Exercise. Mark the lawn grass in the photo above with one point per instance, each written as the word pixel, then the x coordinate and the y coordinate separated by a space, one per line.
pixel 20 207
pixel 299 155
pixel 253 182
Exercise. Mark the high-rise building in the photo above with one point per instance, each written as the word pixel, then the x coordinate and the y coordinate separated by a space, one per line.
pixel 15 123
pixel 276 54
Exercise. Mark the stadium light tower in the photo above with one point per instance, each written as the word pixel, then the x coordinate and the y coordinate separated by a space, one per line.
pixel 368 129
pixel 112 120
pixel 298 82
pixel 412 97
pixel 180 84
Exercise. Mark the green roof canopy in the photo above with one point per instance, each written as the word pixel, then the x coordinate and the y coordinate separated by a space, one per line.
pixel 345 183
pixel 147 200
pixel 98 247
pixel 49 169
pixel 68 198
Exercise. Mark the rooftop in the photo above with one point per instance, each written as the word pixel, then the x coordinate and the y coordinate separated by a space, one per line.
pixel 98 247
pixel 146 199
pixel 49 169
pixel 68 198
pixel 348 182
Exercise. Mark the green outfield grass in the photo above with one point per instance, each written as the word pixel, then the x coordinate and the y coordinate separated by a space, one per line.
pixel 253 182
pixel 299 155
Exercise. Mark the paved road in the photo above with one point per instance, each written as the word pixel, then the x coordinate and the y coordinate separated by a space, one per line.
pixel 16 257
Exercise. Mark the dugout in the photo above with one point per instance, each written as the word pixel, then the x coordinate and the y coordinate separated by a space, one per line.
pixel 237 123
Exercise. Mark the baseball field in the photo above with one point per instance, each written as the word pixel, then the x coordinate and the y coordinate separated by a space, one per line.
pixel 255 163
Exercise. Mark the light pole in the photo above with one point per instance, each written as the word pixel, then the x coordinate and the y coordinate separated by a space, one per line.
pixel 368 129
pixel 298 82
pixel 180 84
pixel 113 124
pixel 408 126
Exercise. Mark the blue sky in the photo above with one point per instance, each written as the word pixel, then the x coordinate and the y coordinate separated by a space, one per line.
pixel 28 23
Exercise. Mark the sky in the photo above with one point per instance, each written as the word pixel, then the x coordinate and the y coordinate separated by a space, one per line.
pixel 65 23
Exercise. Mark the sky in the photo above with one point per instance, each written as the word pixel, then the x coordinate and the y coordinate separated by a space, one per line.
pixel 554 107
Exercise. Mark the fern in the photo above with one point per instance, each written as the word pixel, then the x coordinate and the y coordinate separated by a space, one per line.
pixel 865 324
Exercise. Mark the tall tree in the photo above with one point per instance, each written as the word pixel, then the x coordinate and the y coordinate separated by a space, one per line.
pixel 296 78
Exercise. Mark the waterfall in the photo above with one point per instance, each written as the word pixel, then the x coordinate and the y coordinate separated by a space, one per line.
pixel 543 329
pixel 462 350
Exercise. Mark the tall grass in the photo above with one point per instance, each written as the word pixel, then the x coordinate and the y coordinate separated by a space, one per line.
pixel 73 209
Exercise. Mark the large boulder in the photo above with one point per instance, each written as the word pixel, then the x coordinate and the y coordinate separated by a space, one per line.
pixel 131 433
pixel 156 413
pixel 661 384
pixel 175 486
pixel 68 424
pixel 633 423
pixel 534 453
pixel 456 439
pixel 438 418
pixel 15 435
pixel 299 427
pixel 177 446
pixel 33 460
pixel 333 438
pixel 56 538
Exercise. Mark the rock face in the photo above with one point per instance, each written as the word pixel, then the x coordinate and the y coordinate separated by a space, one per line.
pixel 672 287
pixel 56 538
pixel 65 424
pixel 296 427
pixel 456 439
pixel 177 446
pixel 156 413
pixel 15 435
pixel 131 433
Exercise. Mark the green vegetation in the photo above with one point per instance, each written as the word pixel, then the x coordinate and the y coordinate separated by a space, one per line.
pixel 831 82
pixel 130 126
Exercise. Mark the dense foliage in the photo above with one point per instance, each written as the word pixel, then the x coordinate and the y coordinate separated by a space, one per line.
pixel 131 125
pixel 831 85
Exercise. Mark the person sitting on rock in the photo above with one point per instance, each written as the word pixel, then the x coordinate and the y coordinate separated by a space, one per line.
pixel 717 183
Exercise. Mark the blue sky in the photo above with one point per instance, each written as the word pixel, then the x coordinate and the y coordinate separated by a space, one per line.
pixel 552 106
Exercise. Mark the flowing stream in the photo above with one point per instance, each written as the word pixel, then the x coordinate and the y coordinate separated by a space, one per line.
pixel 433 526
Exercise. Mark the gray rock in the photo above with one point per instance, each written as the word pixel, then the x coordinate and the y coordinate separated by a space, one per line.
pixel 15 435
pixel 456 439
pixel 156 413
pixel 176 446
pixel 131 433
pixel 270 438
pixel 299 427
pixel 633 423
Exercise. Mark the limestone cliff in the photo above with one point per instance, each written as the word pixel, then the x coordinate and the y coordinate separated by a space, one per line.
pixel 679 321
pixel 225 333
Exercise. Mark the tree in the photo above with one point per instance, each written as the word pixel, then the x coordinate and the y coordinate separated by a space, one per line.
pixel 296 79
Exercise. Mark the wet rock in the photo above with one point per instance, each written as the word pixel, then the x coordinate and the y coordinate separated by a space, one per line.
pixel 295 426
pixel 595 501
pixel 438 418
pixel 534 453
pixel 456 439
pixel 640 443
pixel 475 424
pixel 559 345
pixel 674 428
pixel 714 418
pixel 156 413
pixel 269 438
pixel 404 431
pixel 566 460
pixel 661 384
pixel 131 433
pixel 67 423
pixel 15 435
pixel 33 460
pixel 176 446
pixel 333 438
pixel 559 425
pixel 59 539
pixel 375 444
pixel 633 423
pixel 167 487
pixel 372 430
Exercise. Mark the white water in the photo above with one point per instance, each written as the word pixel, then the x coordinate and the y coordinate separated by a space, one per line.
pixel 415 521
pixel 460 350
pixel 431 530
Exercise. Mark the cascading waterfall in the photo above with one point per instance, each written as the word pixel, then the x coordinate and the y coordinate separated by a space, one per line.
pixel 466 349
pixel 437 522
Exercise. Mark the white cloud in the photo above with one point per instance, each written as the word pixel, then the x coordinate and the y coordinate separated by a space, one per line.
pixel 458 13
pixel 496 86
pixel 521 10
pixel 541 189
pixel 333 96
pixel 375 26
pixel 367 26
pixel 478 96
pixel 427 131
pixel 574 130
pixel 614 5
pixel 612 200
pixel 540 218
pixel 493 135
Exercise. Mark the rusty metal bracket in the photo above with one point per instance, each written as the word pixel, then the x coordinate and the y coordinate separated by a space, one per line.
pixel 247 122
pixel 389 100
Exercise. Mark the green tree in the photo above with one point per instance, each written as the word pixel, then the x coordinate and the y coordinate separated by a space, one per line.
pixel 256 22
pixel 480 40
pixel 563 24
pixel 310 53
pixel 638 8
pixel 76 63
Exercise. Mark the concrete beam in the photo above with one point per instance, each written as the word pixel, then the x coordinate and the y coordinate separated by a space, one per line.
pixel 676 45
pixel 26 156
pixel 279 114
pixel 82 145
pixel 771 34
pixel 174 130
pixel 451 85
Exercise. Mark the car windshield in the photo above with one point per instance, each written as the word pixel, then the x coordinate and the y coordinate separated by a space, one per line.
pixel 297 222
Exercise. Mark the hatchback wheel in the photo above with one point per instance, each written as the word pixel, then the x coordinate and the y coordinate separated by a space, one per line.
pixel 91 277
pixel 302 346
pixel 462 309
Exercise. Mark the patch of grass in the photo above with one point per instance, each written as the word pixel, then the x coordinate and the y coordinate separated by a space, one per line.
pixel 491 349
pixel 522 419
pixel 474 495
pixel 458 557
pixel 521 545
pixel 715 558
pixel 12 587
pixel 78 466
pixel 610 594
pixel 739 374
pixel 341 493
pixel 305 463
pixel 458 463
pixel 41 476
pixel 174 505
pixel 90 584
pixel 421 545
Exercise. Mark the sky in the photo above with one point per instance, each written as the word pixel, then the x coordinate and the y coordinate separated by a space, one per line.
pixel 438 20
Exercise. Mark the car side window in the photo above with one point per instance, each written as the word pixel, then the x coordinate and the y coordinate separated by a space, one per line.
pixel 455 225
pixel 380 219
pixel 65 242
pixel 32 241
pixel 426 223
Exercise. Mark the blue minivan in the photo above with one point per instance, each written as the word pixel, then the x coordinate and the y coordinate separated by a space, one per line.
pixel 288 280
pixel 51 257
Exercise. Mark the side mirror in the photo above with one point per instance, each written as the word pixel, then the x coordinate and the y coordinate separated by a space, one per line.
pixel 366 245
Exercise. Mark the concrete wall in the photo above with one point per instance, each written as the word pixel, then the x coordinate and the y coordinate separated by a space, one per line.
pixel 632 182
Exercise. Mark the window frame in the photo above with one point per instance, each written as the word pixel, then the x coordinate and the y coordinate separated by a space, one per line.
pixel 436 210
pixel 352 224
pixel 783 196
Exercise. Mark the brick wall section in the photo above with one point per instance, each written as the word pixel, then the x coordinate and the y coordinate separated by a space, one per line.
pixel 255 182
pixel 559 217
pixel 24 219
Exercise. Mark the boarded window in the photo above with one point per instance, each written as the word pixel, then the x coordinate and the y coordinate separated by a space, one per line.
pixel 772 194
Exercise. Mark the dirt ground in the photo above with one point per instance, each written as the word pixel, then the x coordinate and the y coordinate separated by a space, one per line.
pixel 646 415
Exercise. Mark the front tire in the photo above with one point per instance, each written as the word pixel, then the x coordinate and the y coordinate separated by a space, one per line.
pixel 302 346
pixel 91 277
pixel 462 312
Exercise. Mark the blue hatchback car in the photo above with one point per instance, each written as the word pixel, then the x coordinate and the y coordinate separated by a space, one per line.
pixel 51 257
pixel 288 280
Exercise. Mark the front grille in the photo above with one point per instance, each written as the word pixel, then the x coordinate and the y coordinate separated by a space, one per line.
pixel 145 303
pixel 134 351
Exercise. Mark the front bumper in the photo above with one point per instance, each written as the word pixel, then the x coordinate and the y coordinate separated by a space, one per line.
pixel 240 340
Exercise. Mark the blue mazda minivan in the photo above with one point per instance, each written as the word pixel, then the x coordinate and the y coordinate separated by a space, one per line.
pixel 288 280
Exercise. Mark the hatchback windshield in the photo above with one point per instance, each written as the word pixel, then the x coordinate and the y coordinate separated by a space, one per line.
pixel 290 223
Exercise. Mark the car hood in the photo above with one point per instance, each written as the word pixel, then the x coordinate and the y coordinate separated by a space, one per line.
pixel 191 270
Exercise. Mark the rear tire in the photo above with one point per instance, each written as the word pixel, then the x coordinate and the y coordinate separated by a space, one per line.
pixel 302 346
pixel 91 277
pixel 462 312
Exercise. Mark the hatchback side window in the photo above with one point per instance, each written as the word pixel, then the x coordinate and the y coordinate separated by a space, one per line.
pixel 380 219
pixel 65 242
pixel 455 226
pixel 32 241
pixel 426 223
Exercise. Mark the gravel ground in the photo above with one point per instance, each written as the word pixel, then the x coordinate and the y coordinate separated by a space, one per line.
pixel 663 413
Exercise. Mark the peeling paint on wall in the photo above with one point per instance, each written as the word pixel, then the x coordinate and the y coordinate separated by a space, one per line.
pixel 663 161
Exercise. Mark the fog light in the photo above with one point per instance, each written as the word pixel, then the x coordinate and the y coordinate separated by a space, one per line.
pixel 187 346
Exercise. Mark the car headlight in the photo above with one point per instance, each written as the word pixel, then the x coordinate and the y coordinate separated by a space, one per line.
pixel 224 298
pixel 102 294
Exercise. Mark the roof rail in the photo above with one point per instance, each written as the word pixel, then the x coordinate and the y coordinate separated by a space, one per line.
● ● ●
• _Goal of the exercise_
What you return must match, line for line, the data from the line containing "Exercise. Mark the peeling" to its end, both ends included.

• _Task response_
Exercise. Mark the peeling paint on wall in the photo above with one point per instance, each written as the word pixel, then the x coordinate and the y coordinate separated by a space, one per line.
pixel 663 161
Exercise. Mark the fog light in the photo above with one point per instance, each written as the word pixel, then the x coordinate and the y coordinate separated by a space, one per line.
pixel 187 346
Exercise. Mark the car headlight in the photo above with one point per instance, each written as the word pixel, then the x coordinate and the y coordinate separated by a space, one per line.
pixel 224 298
pixel 102 294
Exercise. Mark the roof rail in the photo above with one point per instance, each written as the word pixel, then the x coordinate and the y coordinate separated by a space, one per line.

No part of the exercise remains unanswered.